Task.
Write the next part of the forum thread about Esat direct debits on a credit card account, picking up after its last post.

Text provided.
______________________________

Hi RainyDay.   Because it's a credit card account it's not really an option to change around.   Every time I ring the bank that's what they tell me - the direct debit we signed is with Esat so the Bank have to honour any and every debit presented to them.   I get the charge reversed and have got Esat to acknowledge (verbally) that they shouldn't be doing this but they just don't seem to be bothered to follow through in their office with the needful to cancel.   The main reason - apart from credit card government fees etc. - for not changing the credit card and closing the account is that it is a staff account.   I'm going to see if I can highlight this in the media or do something seeing as I'm not alone with this problem.


----------



## Guest127 (28 Sep 2005)

whats the diffence in standing order and direct debit? I have a few direct debits ie concern is one and sometimes I change the amount by just contacting the bank by dropping them a note to change the amount until further notice. never had a problem with them but having said that I prefer to get my bills by post and  pay them either in the post office or by banking ( in my case 365). maybe the credit card dd is more difficult as maybe the credit card company is being billed by esat and in turn its the credit card company and not esat who are taking the direct debit?

______________________________

Data lines.
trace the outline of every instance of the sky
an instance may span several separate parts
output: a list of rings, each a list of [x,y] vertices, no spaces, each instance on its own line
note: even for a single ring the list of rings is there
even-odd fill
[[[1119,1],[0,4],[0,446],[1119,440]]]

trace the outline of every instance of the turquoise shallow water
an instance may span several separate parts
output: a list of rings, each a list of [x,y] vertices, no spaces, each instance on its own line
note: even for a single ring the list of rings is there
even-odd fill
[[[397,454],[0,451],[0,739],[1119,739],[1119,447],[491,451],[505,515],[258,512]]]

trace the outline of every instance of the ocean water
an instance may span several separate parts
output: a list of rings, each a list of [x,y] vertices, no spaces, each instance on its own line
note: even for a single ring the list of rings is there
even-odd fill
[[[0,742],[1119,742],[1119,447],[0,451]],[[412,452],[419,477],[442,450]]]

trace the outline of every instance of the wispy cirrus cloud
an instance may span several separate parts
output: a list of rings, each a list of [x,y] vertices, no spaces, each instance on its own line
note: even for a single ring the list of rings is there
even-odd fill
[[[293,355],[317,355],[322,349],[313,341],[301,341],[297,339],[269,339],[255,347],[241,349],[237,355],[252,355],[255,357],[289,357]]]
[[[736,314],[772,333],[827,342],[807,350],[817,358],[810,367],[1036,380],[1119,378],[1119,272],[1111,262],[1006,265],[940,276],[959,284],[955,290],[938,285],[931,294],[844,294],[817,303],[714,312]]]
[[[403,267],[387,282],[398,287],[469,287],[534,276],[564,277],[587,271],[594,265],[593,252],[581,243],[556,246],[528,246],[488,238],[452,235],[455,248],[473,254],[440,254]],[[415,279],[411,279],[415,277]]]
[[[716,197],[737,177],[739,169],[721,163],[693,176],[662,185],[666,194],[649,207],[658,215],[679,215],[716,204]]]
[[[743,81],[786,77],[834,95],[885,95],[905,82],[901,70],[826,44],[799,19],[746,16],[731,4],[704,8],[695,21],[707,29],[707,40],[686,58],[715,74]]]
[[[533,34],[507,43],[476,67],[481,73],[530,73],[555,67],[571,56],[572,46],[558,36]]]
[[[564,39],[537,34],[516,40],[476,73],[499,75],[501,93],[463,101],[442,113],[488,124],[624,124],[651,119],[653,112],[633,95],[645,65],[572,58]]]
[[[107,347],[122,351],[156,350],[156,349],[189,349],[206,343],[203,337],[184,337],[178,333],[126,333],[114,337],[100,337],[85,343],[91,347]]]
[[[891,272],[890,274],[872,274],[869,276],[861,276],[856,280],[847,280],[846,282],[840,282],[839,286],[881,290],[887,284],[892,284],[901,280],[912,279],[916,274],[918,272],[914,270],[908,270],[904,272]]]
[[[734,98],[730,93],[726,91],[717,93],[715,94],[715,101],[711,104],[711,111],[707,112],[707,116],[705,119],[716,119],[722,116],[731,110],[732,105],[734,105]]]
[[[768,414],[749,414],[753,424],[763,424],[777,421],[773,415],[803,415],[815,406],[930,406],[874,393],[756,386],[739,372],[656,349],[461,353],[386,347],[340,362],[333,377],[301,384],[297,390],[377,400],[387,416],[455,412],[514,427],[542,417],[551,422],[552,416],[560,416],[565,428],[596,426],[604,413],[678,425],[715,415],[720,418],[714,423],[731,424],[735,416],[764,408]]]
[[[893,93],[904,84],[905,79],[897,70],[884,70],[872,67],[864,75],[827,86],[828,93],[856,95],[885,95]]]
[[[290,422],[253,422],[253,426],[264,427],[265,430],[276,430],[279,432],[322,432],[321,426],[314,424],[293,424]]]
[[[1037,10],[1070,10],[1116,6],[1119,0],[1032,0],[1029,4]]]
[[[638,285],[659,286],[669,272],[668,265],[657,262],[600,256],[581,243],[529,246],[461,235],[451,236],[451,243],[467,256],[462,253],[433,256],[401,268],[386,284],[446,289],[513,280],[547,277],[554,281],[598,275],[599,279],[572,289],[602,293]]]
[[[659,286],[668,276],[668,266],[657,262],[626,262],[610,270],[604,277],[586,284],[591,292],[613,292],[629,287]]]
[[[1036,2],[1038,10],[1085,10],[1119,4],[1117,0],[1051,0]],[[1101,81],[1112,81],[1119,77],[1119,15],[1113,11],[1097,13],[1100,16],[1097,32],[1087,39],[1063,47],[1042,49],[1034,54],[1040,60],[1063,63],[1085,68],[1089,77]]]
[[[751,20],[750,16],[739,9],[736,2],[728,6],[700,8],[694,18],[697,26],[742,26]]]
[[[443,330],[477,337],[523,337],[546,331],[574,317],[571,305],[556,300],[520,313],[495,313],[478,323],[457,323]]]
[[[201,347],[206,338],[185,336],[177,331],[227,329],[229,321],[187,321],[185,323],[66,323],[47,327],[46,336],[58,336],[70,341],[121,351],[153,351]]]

______________________________

Expected answer.
----------



## Decani (28 Sep 2005)

Why not report the credit card stolen? I've had problems with Esat and billing in the past though not as bad as yours. The only way it got resolved was to email Bill Murphy himself and it all got sorted with muchos apologies over a single weekend. It's worked for many others and we hold Bill in high esteem. But you've got to question his ability to manage something so simple if he hasn't learned anything from so many many people mailing him with their woes. If you wander over to the broadband forum over on http://www.boards.ie you should find solace in other BT and ex-BT'ers in similar situations. If you search, you'll find Bill Murphy's email address. FWIW there have been developments on [broken link removed] over the past few days.


----------



## RainyDay (28 Sep 2005)

cuchulainn said:
			
		

> whats the diffence in standing order and direct debit?


Push vs Pull - A DD is pulled by the receipient into their account and the amount can vary with each transaction. A SO is pushed by you from your account into theirs and is normally for a fixed amount.



			
				joanmul said:
			
		

> Hi RainyDay.   Because it's a credit card account it's not really an option to change around.


Thanks for clarifying, but I'm still wondering what's the point at all of signing a mandate. I'm starting to suspect that the mandate doesn't really matter at all - because there it seems that there is nothing on their system that explicitly gives Esat permission to hit your account. If there was such an item on the bank system, it could be easily be deleted or expired.


----------



## Seagull (29 Sep 2005)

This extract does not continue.